## Text extract
"""
BW: I think we’re a bit more controlled. Speaking personally, I’m a little more conscious about playing the music. When we first started I was just like “Whatever, it’s just loud, if I drop the guitar oh well.” But I’m controlled now.
DB: That’s the thing I started to realize, once I moved past songs that I didn’t write with the band, playing drum parts that I was just kind of sweetening up. After that, starting to write stuff with Bruce and realizing how good of a songwriter he is, I never really knew that. I knew what the final product was, but the process, once we got into that process, really brought out what we’re doing now. In the best way.
BW: I think the other part of it is that I was never a bass player, I was a guitar player. I had never played bass live. So part of the band was me trying to figure out how to play this instrument in a way that we didn’t require other instruments to begin with. Some of the more recent stuff, the parts I’ve written are a lot more complex in terms of how hard they are to play and perform. A lot more work and concentration.
AS: How did you guys end up signing with Thrill Jockey?
BW: Well we had recorded a bunch of 4-track stuff last year, some of which was on Sophisticated Urban Living 7″ and a handful of other songs that haven’t been released. We sent them out to some of our friends, some labels we knew. Rob Girardi, who mixed our record, has done a lot of other stuff for Thrill Jockey. They asked him what other projects he’s worked on and he mentioned us. They were familiar with our last album and the team at Thrill Jockey really liked the last album. So they contacted us and asked if we could do anything to send them…and it just went from there.
AS: You guys are kind of your first foray into harder fare.
BW: Except for Gaunt.
NS: They put out a little more punk stuff in the early days.
DB: That Thank You record is pretty dirty.
NS: I think that Thank You is a much more aggressive band than they even realize.
BW: They had heard most of the songs that were going to be on there, so they had a good idea of what it was going to sound like.
DB: We definitely had the intention of putting out something soon.
NS: We had already planned on recording the album, we just hadn’t figured out who was going to put it out.
AS: How do you guys feel about the album? What were some of your thoughts while making it?
"""
## Goal of the exercise
Can you write out the part of the band interview that begins at the words "BW: Well we" and stops after "they even realize.", word for word?

## Provided records
"""
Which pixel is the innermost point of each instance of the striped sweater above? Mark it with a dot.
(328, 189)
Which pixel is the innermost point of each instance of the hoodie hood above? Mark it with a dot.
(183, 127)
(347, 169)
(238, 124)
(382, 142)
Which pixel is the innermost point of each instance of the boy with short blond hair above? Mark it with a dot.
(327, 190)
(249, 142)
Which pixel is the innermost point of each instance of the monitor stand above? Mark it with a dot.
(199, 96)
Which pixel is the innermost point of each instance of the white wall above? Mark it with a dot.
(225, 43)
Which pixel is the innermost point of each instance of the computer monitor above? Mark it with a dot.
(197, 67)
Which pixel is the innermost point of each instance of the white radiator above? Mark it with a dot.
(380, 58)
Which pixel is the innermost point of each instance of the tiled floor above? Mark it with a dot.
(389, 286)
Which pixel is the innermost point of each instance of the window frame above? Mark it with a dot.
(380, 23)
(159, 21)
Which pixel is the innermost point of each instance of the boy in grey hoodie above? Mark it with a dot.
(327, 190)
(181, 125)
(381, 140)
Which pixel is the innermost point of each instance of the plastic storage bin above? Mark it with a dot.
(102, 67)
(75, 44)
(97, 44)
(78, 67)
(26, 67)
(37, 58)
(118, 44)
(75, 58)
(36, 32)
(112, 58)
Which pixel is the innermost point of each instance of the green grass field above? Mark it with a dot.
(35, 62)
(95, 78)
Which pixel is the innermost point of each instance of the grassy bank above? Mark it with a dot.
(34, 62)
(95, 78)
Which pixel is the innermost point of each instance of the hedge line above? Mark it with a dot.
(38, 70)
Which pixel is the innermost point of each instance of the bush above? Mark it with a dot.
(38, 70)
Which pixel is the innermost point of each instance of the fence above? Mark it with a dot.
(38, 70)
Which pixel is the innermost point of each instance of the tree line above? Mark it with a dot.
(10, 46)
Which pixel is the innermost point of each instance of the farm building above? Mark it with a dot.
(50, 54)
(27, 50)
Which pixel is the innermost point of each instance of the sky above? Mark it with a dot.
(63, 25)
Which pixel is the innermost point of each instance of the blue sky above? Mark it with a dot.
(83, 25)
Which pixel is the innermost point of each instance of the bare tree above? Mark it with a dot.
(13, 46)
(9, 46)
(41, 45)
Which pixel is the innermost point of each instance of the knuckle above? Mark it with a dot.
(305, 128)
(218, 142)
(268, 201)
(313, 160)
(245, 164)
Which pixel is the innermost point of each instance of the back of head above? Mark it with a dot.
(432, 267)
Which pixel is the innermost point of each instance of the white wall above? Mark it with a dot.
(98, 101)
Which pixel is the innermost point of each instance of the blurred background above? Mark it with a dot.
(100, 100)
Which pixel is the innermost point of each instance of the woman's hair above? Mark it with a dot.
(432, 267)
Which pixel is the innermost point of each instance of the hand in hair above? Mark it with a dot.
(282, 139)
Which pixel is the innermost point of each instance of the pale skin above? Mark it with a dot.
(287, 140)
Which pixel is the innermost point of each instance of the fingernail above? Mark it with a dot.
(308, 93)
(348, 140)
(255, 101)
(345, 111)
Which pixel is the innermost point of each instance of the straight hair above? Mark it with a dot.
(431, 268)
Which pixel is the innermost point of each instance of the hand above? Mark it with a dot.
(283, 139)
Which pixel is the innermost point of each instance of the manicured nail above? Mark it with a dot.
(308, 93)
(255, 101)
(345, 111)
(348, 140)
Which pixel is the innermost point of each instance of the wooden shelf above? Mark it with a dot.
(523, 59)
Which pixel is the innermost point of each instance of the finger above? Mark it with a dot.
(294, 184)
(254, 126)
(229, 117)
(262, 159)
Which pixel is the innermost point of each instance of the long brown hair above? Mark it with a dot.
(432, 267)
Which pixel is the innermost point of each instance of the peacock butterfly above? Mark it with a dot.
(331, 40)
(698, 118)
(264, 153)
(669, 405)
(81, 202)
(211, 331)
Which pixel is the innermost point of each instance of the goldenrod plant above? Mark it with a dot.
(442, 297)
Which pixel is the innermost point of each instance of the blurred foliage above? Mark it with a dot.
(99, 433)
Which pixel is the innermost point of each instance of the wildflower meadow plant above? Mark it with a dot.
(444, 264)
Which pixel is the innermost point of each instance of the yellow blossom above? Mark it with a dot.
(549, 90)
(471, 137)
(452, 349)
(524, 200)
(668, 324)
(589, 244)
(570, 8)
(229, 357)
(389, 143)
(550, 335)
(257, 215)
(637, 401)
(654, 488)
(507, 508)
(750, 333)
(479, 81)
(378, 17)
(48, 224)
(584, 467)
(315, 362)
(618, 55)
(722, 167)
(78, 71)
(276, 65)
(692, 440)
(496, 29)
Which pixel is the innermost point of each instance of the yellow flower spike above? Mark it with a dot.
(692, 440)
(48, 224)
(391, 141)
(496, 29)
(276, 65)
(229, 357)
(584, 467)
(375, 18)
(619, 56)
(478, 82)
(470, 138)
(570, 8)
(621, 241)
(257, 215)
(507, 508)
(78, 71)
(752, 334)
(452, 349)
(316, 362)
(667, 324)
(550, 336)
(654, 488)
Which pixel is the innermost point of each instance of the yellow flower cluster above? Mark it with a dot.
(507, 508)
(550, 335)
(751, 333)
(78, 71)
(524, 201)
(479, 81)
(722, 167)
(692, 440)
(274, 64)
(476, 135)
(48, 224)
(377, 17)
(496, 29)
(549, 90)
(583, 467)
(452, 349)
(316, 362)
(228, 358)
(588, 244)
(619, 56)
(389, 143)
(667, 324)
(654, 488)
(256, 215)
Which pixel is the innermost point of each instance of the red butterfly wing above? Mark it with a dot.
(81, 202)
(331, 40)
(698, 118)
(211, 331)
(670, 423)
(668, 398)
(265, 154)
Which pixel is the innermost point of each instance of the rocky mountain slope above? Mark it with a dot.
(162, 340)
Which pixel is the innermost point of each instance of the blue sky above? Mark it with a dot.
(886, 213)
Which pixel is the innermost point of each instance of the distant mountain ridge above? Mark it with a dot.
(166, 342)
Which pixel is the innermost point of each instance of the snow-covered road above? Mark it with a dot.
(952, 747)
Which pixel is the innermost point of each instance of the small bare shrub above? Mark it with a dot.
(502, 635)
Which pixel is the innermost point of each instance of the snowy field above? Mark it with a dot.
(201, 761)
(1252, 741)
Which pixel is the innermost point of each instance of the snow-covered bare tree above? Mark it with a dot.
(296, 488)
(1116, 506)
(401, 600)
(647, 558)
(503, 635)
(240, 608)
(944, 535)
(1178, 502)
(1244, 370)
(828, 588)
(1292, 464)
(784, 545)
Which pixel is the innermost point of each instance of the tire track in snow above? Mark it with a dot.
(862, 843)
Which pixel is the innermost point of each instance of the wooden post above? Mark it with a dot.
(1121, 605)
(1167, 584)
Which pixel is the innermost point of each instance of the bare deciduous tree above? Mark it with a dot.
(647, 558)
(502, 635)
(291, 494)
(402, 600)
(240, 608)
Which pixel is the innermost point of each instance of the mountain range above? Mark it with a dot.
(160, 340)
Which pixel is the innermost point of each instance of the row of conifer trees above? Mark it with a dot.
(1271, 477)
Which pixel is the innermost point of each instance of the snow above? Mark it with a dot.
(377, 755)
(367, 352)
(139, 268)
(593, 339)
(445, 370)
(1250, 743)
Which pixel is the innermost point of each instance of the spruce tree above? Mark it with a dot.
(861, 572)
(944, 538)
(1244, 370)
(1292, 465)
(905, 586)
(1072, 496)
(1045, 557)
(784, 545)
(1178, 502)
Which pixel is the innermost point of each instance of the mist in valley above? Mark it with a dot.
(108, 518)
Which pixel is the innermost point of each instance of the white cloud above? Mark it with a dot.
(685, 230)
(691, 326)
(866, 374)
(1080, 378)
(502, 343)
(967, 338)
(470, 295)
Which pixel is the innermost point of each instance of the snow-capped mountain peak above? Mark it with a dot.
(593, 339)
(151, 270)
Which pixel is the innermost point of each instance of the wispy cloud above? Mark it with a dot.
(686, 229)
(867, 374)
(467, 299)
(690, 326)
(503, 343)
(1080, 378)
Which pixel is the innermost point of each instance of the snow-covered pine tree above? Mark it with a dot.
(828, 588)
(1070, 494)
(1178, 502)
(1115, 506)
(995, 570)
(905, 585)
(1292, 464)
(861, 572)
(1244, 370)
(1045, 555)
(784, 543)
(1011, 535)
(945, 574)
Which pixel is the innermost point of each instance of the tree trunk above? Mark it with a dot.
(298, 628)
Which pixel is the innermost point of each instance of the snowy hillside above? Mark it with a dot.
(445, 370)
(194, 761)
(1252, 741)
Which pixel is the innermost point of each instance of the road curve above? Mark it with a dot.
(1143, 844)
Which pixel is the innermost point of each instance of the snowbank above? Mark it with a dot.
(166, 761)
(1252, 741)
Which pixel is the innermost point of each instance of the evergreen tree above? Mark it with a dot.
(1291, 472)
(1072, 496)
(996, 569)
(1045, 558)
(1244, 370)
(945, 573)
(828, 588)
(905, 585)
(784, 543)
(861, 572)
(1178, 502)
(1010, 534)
"""
## Solution below
BW: Well we had recorded a bunch of 4-track stuff last year, some of which was on Sophisticated Urban Living 7″ and a handful of other songs that haven’t been released. We sent them out to some of our friends, some labels we knew. Rob Girardi, who mixed our record, has done a lot of other stuff for Thrill Jockey. They asked him what other projects he’s worked on and he mentioned us. They were familiar with our last album and the team at Thrill Jockey really liked the last album. So they contacted us and asked if we could do anything to send them…and it just went from there.
AS: You guys are kind of your first foray into harder fare.
BW: Except for Gaunt.
NS: They put out a little more punk stuff in the early days.
DB: That Thank You record is pretty dirty.
NS: I think that Thank You is a much more aggressive band than they even realize.